= DOCUMENT SECTION =
⟨
Composite Score Calculation (Priority: High)
Compute weighted sum of normalized metrics.
Apply default weights, tie-breakers, and caps.
Enforce minimum denominator gates.
Anti-Gaming & Fairness (Priority: Medium)
Exclude short calls, cap repeated dials, penalize cherry-picking, split revenue attribution, and freeze cohort membership per window.
Time Windowing & Recompute (Priority: High)
Support daily, weekly, monthly, and quarterly windows.
Schedule recomputation and handle late-arriving data.
Service Interfaces (Priority: High)
Expose API/data contracts for per-agent, per-window scores and metrics.
Support batch export to data warehouse.
Explainability & Audit Logging (Priority: Medium)
Store per-agent, per-window artifacts: metric contributions, normalization baselines, weights, and exclusions.
Monitoring & Calibration (Priority: Medium)
Implement data quality checks, drift detection, job health monitoring, and calibration routines.

User Experience Overview: Although there is no direct user interface, the following outlines how system users and integrators interact with the backend service.

Entry Point & First-Time User Experience
Not applicable: This is a backend service with no direct user interface.
Data engineers and system integrators access the service via API or data exports.
Core Experience
Step 1: System ingests new call data from the database.
Validates data integrity, checks for nulls and out-of-range values.
Excludes ineligible calls (voicemail, wrong number, deleted).
Step 2: Assigns each call and agent to a cohort based on defined dimensions.
Ensures minimum sample size and talk time for eligibility.
Step 3: Computes per-agent, per-metric aggregates for the time window.
Applies normalization (z-score, percentile, or rank-based).
Handles winsorization and outlier trimming.
Step 4: Applies reliability shrinkage for low-sample agents.
Shrinks scores toward cohort mean based on sample size.
Step 5: Calculates composite score using weighted sum of normalized metrics.
Applies default weights, tie-breakers, and caps.
Step 6: Stores and exposes results via API and batch export.
Includes explainability artifacts and audit logs.
Step 7: Monitors job health, data drift, and calibration metrics.
Alerts on anomalies or failures.
Advanced Features & Edge Cases
Handles late-arriving data and idempotent recomputation.
Freezes cohort membership per window to prevent cohort shopping.
Penalizes or excludes agents with excessive short calls or repeated dials.
UI/UX Highlights
Not applicable: No user interface in scope.
API responses are structured, well-documented, and versioned for downstream consumers.

Narrative Overview: The following scenario illustrates how the Composite Scoring Engine addresses key problems in a typical call center environment.
⟩
= Saved data entries =
⟨
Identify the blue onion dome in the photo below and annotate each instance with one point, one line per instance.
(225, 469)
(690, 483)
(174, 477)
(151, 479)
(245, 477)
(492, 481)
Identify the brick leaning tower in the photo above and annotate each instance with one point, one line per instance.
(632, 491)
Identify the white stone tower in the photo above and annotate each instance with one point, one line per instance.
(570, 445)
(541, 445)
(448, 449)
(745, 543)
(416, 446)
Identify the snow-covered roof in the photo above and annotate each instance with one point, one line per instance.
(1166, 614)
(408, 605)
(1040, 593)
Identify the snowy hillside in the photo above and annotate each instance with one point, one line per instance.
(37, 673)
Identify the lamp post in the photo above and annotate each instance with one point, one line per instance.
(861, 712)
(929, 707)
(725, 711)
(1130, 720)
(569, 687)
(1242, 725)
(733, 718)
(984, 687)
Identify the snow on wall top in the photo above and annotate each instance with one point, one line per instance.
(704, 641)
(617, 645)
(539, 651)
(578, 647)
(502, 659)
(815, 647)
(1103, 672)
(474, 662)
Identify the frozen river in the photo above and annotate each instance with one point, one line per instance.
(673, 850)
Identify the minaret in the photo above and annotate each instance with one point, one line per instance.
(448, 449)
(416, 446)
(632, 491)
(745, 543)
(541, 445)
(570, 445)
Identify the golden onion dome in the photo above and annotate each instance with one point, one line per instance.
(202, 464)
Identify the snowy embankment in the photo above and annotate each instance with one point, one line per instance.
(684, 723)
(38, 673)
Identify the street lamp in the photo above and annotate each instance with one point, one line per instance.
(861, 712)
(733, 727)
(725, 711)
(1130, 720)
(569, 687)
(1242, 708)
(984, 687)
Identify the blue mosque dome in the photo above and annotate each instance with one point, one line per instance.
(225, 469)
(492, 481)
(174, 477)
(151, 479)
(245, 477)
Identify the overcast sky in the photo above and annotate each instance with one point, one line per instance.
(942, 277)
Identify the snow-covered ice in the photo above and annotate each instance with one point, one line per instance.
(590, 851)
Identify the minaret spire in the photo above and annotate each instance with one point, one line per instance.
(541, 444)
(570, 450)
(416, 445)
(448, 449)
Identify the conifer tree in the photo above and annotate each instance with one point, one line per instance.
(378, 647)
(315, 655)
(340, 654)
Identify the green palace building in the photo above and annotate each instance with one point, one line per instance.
⟩
= WRITTEN REQUEST 1 =
According to the scoring engine requirements, how are scores adjusted for agents with low sample sizes?
= WRITTEN REQUEST 2 =
Carry the scoring engine requirements forward from the point where they stop.

= REPLY 1 =
They are shrunk toward the cohort mean based on sample size.

= REPLY 2 =
In a high-volume call center, Team Leaders need to compare agent performance fairly and accurately, but raw metrics are often skewed by call mix, language, or campaign. Agents may try to game the system by cherry-picking easy calls or making repeated short dials. The Composite Scoring Engine ingests detailed call data, assigns each agent to a fair cohort, and computes a normalized, multi-metric score that reflects true performance. By applying reliability weighting, anti-gaming rules, and transparent normalization, the engine ensures that every agent’s score is both fair and explainable. Team Leaders can trust the results for coaching and recognition, while agents know that their efforts are measured on a level playing field. The business benefits from improved morale, reduced gaming, and a direct link between agent behavior and outcomes.

Success Metrics Overview: The following metrics will be tracked to assess the effectiveness and impact of the scoring engine.

Score Stability: < 5% week-over-week variance for agents with stable call volumes.
Predictive Lift: Composite score correlates with downstream conversions/revenue at least 20% better than legacy metrics.
Fairness: < 2% score bias across major cohort dimensions (e.g., language, direction).
Gaming Reduction: 50% decrease in short-call or repeated-dial incidents post-launch.
Coverage: > 90% of active agents receive an eligible composite score each window.
Operational Reliability: > 99% on-time recompute success rate.

User-Centric Metrics

% of Team Leaders who report trust in the scoring system (via survey).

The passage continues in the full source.